→ TASK TO COMPLETE
Continue the guide to choosing an iPhone carrier below, starting right after its final sentence.

→ READING TEXT

-- BEGIN --

How to Pick the Best Carrier for You
Remember how picking an iPhone carrier used to be a straightforward decision? Three years ago, you would’ve been thrown under the dominion of AT&T, which had exclusive rights to the iPhone. It was kind of like being a peasant in feudal 17thcentury Europe. Luckily, we have more freedom now, but with freedom comes responsibility. It's up to you to figure out which carrier to choose, and this guide will help you weigh your options. We’ll cover all the major considerations when checking out offerings from national, prepaid, and regional carriers, based on your location and commitment level.
FOR THE CITY DWELLER
Verizon, AT&T, Sprint, and T-Mobile are the big dogs in the US telecommunications industry, and they come with many perks—the newest iPhone models at a discounted price, the largest set of features, and of course, national coverage with 4G networks in many areas of the country. Yet all of this comes at a cost. National carrier services often have the most expensive monthly fees, bind you into two-year contracts, and often have outrageous early termination fees. But the upside to the costliness is convenience; if you live in a reasonably populated area and aren't strapped for cash, a national carrier is probably the way to go.
WHICH CARRIER IS THE CHEAPEST?
While the top carriers' most basic plans now feature unlimited talk and text, some make you pay dearly for data, which most of us need for surfing the web, streaming music and videos, and using apps online when out of range of a Wi-Fi network.
When it comes to reasonable pricing for plans with data restrictions, T-Mobile and Sprint take the cake. If you're a light data user, you can pay just $50/month for 1 gigabyte of data with T-Mobile as well as with Sprint, which is significantly cheaper than the $80 you’ll pay for the same service if you go with Verizon or the $65 you’ll spend if you opt for AT&T.
If you’re dying to stop budgeting your data use and are leaning toward getting an unlimited plan, T-Mobile is the carrier to beat. Its $80-per-month plan is $30 cheaper than Sprint’s unlimited offering. AT&T and Verizon don’t offer unlimited data plans, so if you’re a heavy data user, you’ll find purchasing higher-gigabyte plans with either carrier to be a pricey prospect.
While T-Mobile has great prices, there is a catch. Most contract plans subsidize your iPhone, meaning they charge you a discounted price for the device (roughly $200) but lock you into a two-year contract. T-Mobile, on the other hand, doesn’t subsidize its phones, meaning you have to pay the full retail price, which ranges from $600 to $900. If you can’t afford the upfront cost of the device, you can finance your phone with T-Mobile for an extra monthly fee. This fee, which ranges from $20–$30 a month, isn’t included in T-Mobile’s service plans.
BUYING FOR THE WHOLE FAMILY
If you're looking for a family plan, a good place to start is with Sprint's Family Share Pack, which lets you split up to 40 GB of data between up to 10 lines—an unparalleled deal for big families.
T-Mobile lets you specify how much data you want for each individual line. When shopping for a family of four, you can purchase 3 GB each for only $140/month (not including phone financing charges if you haven’t paid off your device).
Verizon and AT&T charge $160/month for families sharing 10 GB of data. But with Verizon, only customers who qualify for the company’s Edge program, which lets you upgrade your device more frequently and get discounts on service, get the $160 price; for everyone else it costs $260/month.
For ultra-connected families, T-Mobile and Sprint offer unlimited data plans.

-- END --

→ RECORDS SHOWN
-- BEGIN --

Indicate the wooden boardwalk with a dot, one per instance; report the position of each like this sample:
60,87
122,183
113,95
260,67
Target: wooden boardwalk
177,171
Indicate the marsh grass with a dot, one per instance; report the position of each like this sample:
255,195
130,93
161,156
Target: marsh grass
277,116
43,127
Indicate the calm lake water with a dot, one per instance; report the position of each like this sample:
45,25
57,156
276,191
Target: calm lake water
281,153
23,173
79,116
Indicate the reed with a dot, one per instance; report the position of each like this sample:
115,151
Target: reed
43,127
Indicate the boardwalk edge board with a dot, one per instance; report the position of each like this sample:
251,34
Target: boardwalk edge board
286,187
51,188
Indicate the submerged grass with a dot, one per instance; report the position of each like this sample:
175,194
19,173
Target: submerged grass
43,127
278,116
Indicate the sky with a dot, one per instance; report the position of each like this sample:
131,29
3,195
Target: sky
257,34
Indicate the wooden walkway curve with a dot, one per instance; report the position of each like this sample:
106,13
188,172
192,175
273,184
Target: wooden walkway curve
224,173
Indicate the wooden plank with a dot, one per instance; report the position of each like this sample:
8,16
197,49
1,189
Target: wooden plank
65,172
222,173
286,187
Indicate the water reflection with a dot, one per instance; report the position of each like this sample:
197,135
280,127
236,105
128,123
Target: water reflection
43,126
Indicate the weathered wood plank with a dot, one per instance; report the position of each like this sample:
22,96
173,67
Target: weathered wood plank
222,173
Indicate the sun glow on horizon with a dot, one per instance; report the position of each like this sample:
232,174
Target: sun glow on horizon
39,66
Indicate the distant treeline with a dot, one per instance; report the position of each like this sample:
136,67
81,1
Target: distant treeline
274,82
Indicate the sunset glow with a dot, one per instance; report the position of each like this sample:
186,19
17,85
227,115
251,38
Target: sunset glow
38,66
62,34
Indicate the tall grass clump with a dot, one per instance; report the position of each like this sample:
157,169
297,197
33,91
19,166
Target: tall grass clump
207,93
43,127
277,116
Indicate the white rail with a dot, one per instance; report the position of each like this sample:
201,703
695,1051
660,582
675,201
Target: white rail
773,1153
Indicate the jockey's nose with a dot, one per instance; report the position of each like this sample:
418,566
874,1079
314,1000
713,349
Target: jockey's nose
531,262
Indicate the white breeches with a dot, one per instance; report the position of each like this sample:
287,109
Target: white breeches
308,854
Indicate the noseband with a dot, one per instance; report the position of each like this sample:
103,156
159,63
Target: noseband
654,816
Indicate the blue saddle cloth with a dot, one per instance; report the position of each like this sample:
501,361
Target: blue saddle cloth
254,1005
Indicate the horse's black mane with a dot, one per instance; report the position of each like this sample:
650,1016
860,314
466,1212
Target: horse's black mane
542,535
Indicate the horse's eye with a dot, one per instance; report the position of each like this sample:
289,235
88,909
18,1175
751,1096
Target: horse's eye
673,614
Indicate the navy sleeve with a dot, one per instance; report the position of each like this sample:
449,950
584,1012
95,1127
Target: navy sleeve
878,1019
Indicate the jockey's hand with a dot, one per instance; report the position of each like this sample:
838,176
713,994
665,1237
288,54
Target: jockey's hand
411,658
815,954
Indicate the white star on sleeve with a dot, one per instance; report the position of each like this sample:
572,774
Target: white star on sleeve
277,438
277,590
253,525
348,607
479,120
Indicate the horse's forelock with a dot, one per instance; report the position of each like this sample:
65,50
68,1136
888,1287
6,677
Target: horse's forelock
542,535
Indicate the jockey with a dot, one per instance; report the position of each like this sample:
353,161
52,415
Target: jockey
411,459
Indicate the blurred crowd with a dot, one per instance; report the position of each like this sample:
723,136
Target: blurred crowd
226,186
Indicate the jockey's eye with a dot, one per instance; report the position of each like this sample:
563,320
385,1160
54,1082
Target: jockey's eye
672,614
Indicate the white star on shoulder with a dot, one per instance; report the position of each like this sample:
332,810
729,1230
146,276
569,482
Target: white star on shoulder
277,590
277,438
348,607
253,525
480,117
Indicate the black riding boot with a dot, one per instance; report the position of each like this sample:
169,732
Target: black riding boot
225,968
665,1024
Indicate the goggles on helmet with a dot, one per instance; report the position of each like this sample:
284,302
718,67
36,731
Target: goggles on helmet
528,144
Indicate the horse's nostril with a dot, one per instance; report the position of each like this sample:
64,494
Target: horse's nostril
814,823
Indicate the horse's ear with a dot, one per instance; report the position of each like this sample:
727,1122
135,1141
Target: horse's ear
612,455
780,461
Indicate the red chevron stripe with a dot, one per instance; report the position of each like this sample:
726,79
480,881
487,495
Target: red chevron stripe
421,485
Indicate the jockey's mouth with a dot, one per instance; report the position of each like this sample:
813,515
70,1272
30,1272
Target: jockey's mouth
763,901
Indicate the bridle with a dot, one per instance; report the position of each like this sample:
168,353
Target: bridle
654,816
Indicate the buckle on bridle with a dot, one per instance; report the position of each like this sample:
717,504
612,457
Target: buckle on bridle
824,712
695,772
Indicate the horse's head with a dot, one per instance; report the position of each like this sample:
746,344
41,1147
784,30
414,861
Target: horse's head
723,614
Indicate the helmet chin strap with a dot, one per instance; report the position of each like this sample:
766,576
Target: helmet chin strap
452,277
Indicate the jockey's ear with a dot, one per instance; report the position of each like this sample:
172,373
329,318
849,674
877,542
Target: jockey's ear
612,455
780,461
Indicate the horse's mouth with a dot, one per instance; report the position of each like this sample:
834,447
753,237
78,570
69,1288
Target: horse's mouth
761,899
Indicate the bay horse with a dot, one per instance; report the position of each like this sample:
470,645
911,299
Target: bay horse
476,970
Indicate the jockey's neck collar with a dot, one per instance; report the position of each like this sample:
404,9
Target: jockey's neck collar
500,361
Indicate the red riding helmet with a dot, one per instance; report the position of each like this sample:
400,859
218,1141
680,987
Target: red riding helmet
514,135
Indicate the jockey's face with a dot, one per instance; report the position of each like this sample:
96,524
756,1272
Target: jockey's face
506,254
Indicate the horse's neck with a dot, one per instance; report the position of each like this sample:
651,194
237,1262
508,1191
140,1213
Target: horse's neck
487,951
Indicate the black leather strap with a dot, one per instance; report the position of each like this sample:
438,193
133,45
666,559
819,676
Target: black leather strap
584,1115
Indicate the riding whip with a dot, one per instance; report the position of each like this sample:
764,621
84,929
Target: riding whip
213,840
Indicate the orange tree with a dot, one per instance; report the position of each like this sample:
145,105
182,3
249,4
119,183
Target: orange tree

-- END --

→ WRITTEN ANSWER
THE TWO-YEAR COMMITMENT
In 2013, T-Mobile completely did away with contracts, so you can quit the service at any time at no charge. No other national provider offers this. In fact, other providers charge you a stiff early termination fee of as much as $350 if you quit their service before your contract is up.
How about activation and data overage fees? Well, each national carrier's activation fee is about $35. However, most Verizon and AT&T plans also charge an extra $15 per GB when you exceed your data allowance. T-Mobile and Sprint, on the other hand, have no data overage fees at all; instead docking your connection speed when you exceed your limit.
AVOIDING FAULTY CONNECTIONS
In the battle for coverage and quality, AT&T and Verizon are neck and neck. So while T-Mobile and Sprint have inexpensive plans and unlimited data offerings, depending on where you live, it might be worth coughing up the extra cash for a fast and reliable connection. A great way to see which carriers have the best coverage in your area is to simply check the street-level coverage maps on each carrier’s website.
AT&T typically provides the fastest download speeds, but Verizon is the largest wireless carrier and its massive 4G LTE network covers more urban and rural space than any other provider. According to a March study by mobile analytics firm RootMetrics, Verizon beat out every other major carrier in the categories of reliability, data, calls, and texts, while AT&T came out on top in speed.
In June, Verizon announced that it would be upgrading its LTE network to a system dubbed “XLTE,” which it says will deliver faster peak speeds at double the bandwidth of the company’s current network.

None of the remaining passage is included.